* What you will do *
Reproduce the following lines word for word, without any change.

* Records for the task *

* * *

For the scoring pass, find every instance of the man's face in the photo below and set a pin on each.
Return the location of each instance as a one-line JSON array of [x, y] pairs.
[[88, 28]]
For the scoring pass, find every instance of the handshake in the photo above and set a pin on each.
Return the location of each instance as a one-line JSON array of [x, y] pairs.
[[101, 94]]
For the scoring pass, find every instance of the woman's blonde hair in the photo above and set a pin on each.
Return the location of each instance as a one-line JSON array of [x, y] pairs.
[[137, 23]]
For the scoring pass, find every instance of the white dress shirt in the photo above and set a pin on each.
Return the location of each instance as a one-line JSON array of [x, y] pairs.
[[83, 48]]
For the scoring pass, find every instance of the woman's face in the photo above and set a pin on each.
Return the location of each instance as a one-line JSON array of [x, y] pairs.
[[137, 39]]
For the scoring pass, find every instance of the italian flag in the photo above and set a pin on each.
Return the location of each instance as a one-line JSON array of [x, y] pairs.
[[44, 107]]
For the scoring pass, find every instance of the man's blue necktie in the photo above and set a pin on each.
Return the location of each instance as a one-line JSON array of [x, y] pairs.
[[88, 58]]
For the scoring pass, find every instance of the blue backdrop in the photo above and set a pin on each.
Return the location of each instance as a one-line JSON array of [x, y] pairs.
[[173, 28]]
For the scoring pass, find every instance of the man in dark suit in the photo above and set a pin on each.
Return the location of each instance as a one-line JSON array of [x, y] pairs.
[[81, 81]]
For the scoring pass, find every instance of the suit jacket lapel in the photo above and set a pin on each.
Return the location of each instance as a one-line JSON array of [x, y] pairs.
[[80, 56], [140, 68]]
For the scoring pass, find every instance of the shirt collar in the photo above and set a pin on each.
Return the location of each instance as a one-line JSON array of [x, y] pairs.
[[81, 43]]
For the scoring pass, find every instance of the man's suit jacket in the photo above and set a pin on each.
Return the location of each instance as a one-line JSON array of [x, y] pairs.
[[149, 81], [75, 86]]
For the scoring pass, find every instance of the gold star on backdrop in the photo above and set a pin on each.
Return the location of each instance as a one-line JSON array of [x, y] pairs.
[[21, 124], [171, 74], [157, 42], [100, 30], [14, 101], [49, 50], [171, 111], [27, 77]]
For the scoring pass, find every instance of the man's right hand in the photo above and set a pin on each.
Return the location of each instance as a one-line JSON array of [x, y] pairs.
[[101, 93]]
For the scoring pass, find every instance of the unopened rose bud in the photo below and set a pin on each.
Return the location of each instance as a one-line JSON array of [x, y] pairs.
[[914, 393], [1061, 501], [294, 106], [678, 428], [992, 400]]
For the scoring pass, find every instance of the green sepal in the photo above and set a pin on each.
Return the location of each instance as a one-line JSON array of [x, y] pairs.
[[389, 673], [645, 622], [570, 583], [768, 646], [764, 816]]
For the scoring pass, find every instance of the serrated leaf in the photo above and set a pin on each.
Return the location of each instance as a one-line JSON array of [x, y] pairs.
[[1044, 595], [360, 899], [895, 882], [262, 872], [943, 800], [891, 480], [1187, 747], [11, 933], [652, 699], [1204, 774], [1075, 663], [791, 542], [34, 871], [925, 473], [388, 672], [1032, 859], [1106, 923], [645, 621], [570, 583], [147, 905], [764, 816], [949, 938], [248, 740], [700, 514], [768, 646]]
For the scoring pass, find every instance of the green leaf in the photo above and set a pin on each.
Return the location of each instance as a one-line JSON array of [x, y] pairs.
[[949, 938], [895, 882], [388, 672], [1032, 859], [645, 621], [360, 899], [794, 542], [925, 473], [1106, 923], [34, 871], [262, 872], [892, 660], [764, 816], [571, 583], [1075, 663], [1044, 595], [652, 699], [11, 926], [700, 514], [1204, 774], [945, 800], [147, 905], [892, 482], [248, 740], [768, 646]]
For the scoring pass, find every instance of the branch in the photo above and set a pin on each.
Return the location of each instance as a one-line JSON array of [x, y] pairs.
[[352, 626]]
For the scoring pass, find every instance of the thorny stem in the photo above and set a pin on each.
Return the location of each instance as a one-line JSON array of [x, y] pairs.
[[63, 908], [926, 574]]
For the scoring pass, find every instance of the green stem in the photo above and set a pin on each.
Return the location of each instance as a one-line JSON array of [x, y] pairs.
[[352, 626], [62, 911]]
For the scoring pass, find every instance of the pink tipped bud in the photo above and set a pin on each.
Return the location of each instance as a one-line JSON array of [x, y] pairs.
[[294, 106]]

* * *

* The solution *
For the scoring pass, find every instance of the man's face in the photo below and set a pin on each.
Return the location of each instance as a one-line JSON array of [x, y] pairs.
[[88, 28]]
For the scoring pass, find every instance of the handshake in the photo above and set a pin on each.
Return the location of each instance as a one-line JSON array of [x, y] pairs.
[[101, 94]]
For the scoring pass, find every instance of the woman's blonde hair in the photo above and set a pin on each.
Return the location of each instance as a one-line JSON array of [x, y] pairs.
[[137, 23]]
For the scoring pass, find every instance of the white dress shirt in the photo above and set a pin on each.
Return the location of each instance as a one-line JSON array of [x, y] pairs.
[[83, 48]]
For the scoring pass, find every instance of the woman's face in the photo above and set a pin on each.
Return the location of each instance as a one-line JSON array of [x, y] pairs.
[[137, 39]]
For the scoring pass, find every instance of the italian flag in the photo above and set a pin on each.
Return the location of each instance as a one-line JSON array of [x, y] pairs.
[[44, 107]]
For the scoring pass, find every instance of the man's blue necktie in the photo above and set a pin on each.
Return the location of each instance as a one-line JSON array of [x, y] pairs.
[[88, 58]]
For the scoring pass, find every instance of the blue backdrop in the photo above and set a pin on each.
Return the location of each instance as a one-line JSON array of [x, y] pairs.
[[173, 28]]
For the scoring pass, find every instance of the man in dark suit in the photo above and set a pin on each.
Return the location of each instance as a one-line JSON array of [x, y] pairs.
[[81, 81]]
For the scoring pass, find every instance of the suit jacket lapel in the photo above and set a pin on each.
Return the location of each instance as a one-line JSON array of [x, y] pairs.
[[80, 56], [140, 68]]
For the scoring pass, find every instance of the shirt collar in the photo above and set a pin on each.
Return the location of each instance as a one-line JSON array of [x, y] pairs.
[[81, 43]]
For the scoring pass, find every instance of the man's suit jacket in the photo above and set a pin on each.
Return the location of each instance as a one-line JSON array of [x, y] pairs.
[[149, 81], [75, 86]]
For the scoring pass, find every instance of the gold star on backdrop in the photo above and set a pin on each.
Return the location of each instance as a one-line JSON array of [x, y] pairs.
[[21, 124], [171, 74], [157, 42], [100, 30], [14, 101], [49, 50], [171, 111], [27, 77]]
For the scoring pass, find every instance of the man's right hand in the photo above and set a pin on each.
Return the location of each instance as a one-line JSON array of [x, y] pairs.
[[101, 93]]
For the scoring pass, find every instance of the unopened rose bud in the photo below and set a pin on each.
Return the location of each instance as a one-line JSON array of [x, y] pairs.
[[914, 393], [1061, 501], [294, 106], [678, 428], [992, 400]]
For the scoring pass, find every instance of the green sepal in the photo above and set a pin on each.
Return the location of each instance as a one-line JSON array of [x, y] pairs.
[[389, 673], [645, 622], [570, 583], [768, 646], [764, 816]]
For the scoring pass, find every instance of the serrated leaf in the photo above and set a pin on each.
Return the location of each instance as a one-line JSON array of [x, y] pairs.
[[1044, 595], [360, 899], [895, 882], [262, 872], [943, 800], [891, 480], [1187, 747], [11, 933], [652, 699], [1204, 774], [1075, 663], [791, 542], [34, 871], [925, 473], [388, 672], [1032, 859], [1106, 923], [645, 621], [570, 583], [147, 905], [764, 816], [949, 938], [248, 740], [700, 514], [768, 646]]
For the scoring pass, find every instance of the green leaf in the photo above and set a pin on each.
Return the location of each instance as a one-line JSON array of [x, y] pairs.
[[949, 938], [895, 882], [388, 672], [1032, 859], [645, 621], [360, 899], [794, 542], [925, 473], [1106, 923], [34, 871], [262, 872], [892, 660], [764, 816], [571, 583], [1075, 663], [1044, 595], [652, 699], [11, 926], [700, 514], [1204, 774], [945, 800], [147, 905], [892, 482], [248, 740], [768, 646]]
For the scoring pass, find every instance of the branch in the photo above and set a pin on each.
Return the location of each instance as a one-line JSON array of [x, y] pairs.
[[352, 626]]
For the scoring pass, find every instance of the thorny stem in the photo above and set a pin on each.
Return the location of each instance as a one-line JSON array of [x, y] pairs.
[[63, 908], [926, 574]]
For the scoring pass, find every instance of the green stem in the photo above and set a pin on each.
Return the location of each instance as a one-line JSON array of [x, y] pairs.
[[352, 626], [62, 911]]
For the scoring pass, find every instance of the pink tipped bud in the photo above and set a pin on each.
Return the location of each instance as a one-line JSON array of [x, y] pairs.
[[294, 106]]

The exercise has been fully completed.